DOCUMENT SEGMENT

________________________________________

We downgrade Equities to Neutral given Trump 2.0 policy uncertainties around trade tariffs and fiscal tightening. We remain Neutral on Fixed Income with an eye for buy-on-dip opportunities and recommend an average duration of 3-5 years. We remain Overweight on Alternatives as less correlated assets offer diversification benefits. We upgrade Money Market to Neutral due to near-term volatility.
We remain Neutral on US as its administration is shifting to ensure short-term pain for longer-time outcomes. We remain Neutral on Europe with an eye for selected thematic stocks; Germany’s unprecedented fiscal policy presents upside risks. We remain Overweight on Japan as its medium-term story, underpinned by corporate reforms, remains compelling despite yen volatility. We had upgraded EM Asia to Overweight on 6 March as we turned constructive on China, driven by policy stimulus, AI developments and refocus on consumer.

________________________________________

RECORDS SUPPLIED
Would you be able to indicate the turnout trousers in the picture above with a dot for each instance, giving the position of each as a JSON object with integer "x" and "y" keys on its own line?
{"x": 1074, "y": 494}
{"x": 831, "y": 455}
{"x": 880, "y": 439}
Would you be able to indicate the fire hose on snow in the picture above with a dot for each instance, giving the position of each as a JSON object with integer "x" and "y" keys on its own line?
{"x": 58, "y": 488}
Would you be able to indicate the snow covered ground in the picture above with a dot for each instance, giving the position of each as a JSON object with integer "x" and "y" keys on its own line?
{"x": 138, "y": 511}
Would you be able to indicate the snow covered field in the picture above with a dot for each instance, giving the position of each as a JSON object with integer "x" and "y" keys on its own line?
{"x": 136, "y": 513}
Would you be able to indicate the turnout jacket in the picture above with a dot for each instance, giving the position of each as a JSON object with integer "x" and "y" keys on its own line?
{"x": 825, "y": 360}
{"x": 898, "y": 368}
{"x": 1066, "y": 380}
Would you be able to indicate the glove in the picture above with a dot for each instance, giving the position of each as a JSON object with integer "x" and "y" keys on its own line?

________________________________________

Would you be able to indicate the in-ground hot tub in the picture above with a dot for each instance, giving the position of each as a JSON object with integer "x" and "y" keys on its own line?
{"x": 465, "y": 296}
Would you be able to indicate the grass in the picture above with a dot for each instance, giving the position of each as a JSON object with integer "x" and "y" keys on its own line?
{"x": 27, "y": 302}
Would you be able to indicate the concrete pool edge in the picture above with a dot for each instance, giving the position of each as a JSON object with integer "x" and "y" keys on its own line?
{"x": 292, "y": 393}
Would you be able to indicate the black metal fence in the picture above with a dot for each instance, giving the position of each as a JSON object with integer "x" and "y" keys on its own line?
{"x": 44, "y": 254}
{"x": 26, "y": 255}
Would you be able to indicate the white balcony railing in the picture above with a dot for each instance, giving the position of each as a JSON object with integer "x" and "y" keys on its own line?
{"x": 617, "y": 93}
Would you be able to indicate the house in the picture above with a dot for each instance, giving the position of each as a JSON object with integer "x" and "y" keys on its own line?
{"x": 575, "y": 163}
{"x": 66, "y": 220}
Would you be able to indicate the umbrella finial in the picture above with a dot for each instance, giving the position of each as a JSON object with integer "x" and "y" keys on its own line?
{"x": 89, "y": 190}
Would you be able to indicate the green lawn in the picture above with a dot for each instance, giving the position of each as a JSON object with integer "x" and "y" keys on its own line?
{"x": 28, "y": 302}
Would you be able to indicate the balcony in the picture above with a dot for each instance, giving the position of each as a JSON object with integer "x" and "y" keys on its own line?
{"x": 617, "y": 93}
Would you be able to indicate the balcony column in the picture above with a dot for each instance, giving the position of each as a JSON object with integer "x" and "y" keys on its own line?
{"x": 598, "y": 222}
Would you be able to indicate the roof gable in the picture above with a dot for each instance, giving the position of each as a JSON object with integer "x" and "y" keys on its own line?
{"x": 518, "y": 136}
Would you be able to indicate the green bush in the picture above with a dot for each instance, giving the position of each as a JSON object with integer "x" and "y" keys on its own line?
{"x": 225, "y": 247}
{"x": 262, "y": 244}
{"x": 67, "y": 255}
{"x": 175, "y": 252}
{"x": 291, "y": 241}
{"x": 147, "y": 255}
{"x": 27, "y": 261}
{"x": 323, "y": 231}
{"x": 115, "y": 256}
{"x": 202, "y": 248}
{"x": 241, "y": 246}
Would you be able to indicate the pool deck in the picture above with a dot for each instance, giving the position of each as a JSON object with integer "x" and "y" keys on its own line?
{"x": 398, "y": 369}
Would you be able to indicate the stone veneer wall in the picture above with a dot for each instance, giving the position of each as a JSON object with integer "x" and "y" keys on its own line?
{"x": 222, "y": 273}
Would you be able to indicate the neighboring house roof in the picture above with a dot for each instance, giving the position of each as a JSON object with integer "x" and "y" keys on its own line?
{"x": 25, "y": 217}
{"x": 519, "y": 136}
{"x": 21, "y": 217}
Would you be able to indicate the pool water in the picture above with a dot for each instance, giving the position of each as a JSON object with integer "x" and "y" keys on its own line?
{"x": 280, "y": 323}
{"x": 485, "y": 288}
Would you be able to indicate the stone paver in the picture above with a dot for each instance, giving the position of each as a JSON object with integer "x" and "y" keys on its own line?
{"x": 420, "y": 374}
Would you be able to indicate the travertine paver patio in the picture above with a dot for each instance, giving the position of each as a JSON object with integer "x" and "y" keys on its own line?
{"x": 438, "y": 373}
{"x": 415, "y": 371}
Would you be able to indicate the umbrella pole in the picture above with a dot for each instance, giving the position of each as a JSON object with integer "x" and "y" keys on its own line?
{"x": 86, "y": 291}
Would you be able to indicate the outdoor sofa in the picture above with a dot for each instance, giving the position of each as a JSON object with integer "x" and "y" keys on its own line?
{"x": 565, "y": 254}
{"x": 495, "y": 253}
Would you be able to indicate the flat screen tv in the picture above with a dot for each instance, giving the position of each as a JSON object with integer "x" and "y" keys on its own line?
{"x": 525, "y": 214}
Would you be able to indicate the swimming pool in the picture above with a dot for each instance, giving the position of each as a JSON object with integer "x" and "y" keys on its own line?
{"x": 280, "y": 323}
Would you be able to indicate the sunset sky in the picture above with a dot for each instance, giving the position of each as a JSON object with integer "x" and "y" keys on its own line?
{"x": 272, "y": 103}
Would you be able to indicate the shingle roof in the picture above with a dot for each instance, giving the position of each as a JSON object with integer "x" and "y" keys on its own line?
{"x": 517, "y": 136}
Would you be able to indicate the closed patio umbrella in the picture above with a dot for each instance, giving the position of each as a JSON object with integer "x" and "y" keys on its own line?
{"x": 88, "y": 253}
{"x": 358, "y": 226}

________________________________________

PROBLEM DESCRIPTION
In the investment outlook, what average duration is recommended for Fixed Income?

TASK RESPONSE
An average duration of 3-5 years.